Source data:
- - - - - - -
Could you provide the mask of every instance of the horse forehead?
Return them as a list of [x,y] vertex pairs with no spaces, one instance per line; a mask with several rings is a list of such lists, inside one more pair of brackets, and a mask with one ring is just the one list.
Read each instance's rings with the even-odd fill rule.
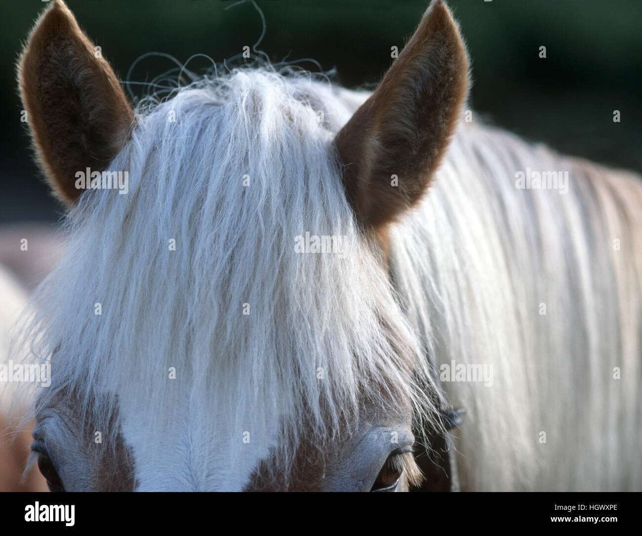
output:
[[230,426],[229,407],[184,402],[171,413],[163,407],[150,414],[120,404],[136,490],[241,491],[277,445],[279,420],[264,422],[260,412]]

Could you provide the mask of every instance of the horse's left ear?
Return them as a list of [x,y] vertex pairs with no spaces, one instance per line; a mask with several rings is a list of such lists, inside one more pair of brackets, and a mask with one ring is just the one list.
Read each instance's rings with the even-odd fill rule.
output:
[[426,191],[468,85],[457,25],[443,2],[435,0],[374,92],[335,139],[347,166],[346,194],[365,227],[394,220]]
[[103,171],[126,139],[134,112],[100,49],[62,0],[36,22],[18,65],[27,123],[54,194],[72,205],[75,176]]

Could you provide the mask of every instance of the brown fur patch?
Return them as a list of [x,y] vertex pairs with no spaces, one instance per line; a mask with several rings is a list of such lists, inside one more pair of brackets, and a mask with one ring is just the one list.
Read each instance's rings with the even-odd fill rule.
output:
[[56,196],[71,203],[83,191],[75,187],[76,173],[106,168],[126,139],[134,112],[62,0],[36,22],[18,78],[38,160]]
[[[457,25],[433,3],[373,94],[335,139],[346,194],[366,228],[379,227],[426,191],[455,130],[469,86]],[[399,186],[391,184],[392,175]]]

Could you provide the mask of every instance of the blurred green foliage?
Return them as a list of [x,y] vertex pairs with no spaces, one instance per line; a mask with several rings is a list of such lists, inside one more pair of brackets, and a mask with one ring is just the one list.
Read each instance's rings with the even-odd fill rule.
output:
[[[202,53],[216,62],[250,48],[262,31],[251,3],[222,0],[69,0],[81,26],[121,79],[155,51],[180,62]],[[412,33],[428,0],[257,0],[266,29],[260,49],[272,61],[311,58],[348,87],[374,84]],[[556,149],[642,170],[642,2],[639,0],[449,0],[473,62],[473,109],[487,120]],[[19,122],[15,61],[46,3],[3,6],[0,32],[5,83],[0,103],[3,221],[55,217],[56,205],[31,162]],[[232,6],[230,8],[225,9]],[[538,56],[539,46],[547,58]],[[211,63],[198,57],[199,73]],[[318,68],[311,62],[300,65]],[[131,80],[148,82],[173,67],[141,60]],[[139,94],[143,88],[135,89]],[[621,122],[612,121],[614,110]],[[22,203],[21,203],[22,202]],[[26,203],[26,205],[24,203]]]

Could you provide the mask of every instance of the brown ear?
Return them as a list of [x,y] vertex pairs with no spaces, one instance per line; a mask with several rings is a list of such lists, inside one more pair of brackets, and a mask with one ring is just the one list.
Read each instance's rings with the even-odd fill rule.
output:
[[465,48],[447,8],[436,0],[335,139],[347,166],[346,194],[366,227],[393,220],[426,191],[467,92]]
[[134,112],[109,64],[62,0],[36,22],[18,65],[38,160],[67,204],[83,192],[75,175],[103,171],[126,140]]

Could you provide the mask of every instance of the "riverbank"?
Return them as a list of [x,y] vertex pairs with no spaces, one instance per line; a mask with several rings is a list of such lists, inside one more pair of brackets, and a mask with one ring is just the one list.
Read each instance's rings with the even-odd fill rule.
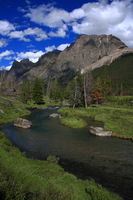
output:
[[[64,125],[71,128],[79,128],[79,123],[75,126],[71,126],[72,122],[69,123],[69,119],[81,118],[84,120],[84,125],[89,126],[89,120],[86,121],[84,118],[92,118],[97,121],[104,123],[105,130],[111,130],[113,137],[119,137],[124,139],[133,140],[133,109],[131,107],[113,107],[110,105],[99,105],[90,106],[88,108],[60,108],[59,113],[63,116],[66,121]],[[84,126],[84,127],[85,127]]]
[[[0,124],[30,114],[13,97],[0,97]],[[94,181],[66,173],[52,157],[45,161],[26,158],[0,133],[0,196],[22,200],[122,200]]]
[[66,173],[54,157],[26,158],[0,133],[0,196],[22,200],[122,200],[94,181]]

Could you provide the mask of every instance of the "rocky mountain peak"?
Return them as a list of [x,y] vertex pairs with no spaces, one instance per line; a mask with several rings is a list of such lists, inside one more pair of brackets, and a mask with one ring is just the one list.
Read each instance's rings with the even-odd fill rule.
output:
[[37,76],[42,79],[56,77],[70,80],[78,70],[85,73],[109,65],[128,53],[133,54],[133,50],[113,35],[80,35],[64,51],[46,53],[35,64],[28,59],[14,61],[8,76],[10,79],[19,78],[19,82],[33,80]]

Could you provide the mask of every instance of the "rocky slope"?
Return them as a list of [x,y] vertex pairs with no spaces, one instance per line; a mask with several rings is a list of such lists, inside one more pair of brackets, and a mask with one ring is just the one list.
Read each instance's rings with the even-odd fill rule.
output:
[[64,51],[47,53],[35,64],[29,60],[14,61],[7,81],[16,80],[21,83],[24,79],[33,80],[38,76],[42,79],[57,77],[67,82],[78,70],[84,73],[110,65],[117,58],[129,53],[132,54],[133,50],[112,35],[80,35]]

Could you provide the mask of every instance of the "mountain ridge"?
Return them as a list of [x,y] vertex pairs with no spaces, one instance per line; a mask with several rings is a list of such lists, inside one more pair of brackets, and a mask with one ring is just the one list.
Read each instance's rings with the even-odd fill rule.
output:
[[32,81],[40,77],[43,80],[57,78],[67,83],[77,71],[85,73],[109,66],[127,54],[133,55],[133,50],[113,35],[80,35],[64,51],[48,52],[36,63],[28,59],[14,61],[6,74],[6,81],[14,80],[20,85],[25,79]]

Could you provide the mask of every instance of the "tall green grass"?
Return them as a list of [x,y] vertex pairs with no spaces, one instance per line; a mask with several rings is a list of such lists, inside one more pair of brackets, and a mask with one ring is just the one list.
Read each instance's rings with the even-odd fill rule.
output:
[[94,181],[64,172],[55,159],[28,159],[0,133],[0,196],[5,200],[122,200]]
[[107,102],[117,104],[117,105],[133,105],[131,101],[133,101],[133,96],[110,96],[107,97]]

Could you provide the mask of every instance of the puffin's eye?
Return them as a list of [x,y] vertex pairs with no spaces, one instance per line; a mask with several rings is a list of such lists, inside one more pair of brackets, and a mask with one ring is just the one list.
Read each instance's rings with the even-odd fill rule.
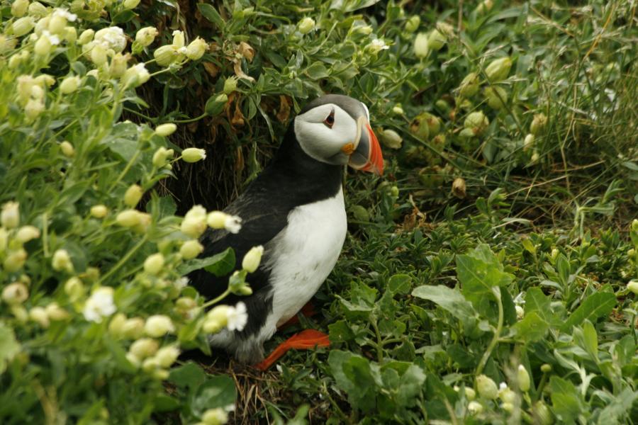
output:
[[325,118],[323,120],[323,123],[325,124],[325,126],[328,128],[332,128],[332,125],[335,125],[335,110],[330,111],[330,113],[328,116]]

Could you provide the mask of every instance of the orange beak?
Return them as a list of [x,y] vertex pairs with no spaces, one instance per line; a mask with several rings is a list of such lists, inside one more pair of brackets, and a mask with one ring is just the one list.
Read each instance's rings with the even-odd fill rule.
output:
[[366,121],[362,125],[361,137],[357,149],[350,155],[348,165],[356,170],[384,174],[384,156],[374,132]]

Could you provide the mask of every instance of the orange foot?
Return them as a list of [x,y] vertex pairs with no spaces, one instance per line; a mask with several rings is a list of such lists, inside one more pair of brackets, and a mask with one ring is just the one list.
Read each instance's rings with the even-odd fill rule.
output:
[[270,356],[267,357],[262,363],[254,365],[254,367],[259,370],[266,370],[291,348],[307,350],[315,347],[329,346],[330,346],[330,341],[328,335],[315,329],[306,329],[298,334],[295,334],[280,344],[270,353]]

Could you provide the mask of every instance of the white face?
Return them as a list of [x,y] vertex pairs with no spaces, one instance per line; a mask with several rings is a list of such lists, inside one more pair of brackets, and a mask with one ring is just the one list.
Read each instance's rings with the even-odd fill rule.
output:
[[334,165],[348,163],[349,156],[342,149],[349,144],[357,148],[361,128],[357,120],[334,103],[320,105],[295,118],[295,135],[303,152]]

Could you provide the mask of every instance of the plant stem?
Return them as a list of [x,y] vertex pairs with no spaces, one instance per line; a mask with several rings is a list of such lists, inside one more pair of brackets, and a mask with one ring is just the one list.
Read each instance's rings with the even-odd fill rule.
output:
[[500,337],[500,332],[503,332],[503,301],[501,301],[500,298],[500,288],[496,286],[493,289],[493,291],[494,293],[494,298],[496,298],[496,302],[498,305],[498,323],[496,325],[496,330],[494,332],[494,337],[492,338],[492,341],[490,341],[490,345],[488,346],[487,349],[483,354],[483,357],[481,358],[481,362],[478,363],[478,366],[476,368],[476,372],[475,375],[477,376],[478,375],[481,375],[481,373],[483,372],[483,368],[485,368],[485,365],[486,363],[487,363],[487,361],[489,359],[490,356],[492,353],[492,350],[493,350],[494,347],[496,346],[496,344],[498,344],[498,339]]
- - - - - - -
### PROBLEM STATEMENT
Update the lines of the material from the one containing "Could you provide the mask of every instance of the plant" through the end of the material, inclusive, replacing "plant stem" with "flower stalk" and keeping everything else unchanged. Return only those lines.

### FULL ANSWER
Could you provide the mask of every instance of the flower stalk?
Return them as a list of [x,y] vertex pairs with no spaces, one instance per line; a mask with several rings is a list of such lists, inside one more pair of brackets, and a mask with one ring is just the one list.
Read each instance's rings with the even-odd fill rule.
output:
[[500,337],[500,332],[503,332],[503,301],[501,301],[500,298],[500,288],[496,286],[493,289],[493,291],[494,293],[494,298],[496,298],[496,302],[498,305],[498,323],[496,325],[496,330],[494,332],[494,337],[492,338],[492,341],[490,341],[490,345],[488,346],[487,349],[483,354],[483,357],[481,358],[481,362],[478,363],[478,366],[476,368],[476,372],[475,375],[477,376],[478,375],[481,375],[481,373],[483,372],[483,368],[485,368],[485,365],[486,363],[487,363],[487,361],[489,359],[490,356],[492,353],[492,350],[493,350],[494,347],[496,346],[496,344],[498,344],[498,339]]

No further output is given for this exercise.